• Activity: An exact copy of all entries is the expected answer.

*** Opening of Provided records ***

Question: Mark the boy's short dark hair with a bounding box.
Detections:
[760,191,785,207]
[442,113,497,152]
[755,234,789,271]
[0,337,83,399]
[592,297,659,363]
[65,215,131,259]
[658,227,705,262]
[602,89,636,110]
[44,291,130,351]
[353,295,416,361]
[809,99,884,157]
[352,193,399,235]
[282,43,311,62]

*** Close of Provided records ***

• Answer box:
Question: Mark the boy's short dark hair with a bounding box.
Detections:
[760,191,785,207]
[442,113,497,152]
[755,234,789,271]
[0,337,83,399]
[592,297,659,363]
[65,215,131,259]
[658,227,705,262]
[602,89,636,110]
[44,291,130,351]
[353,295,416,361]
[809,99,884,157]
[352,193,399,235]
[282,43,311,62]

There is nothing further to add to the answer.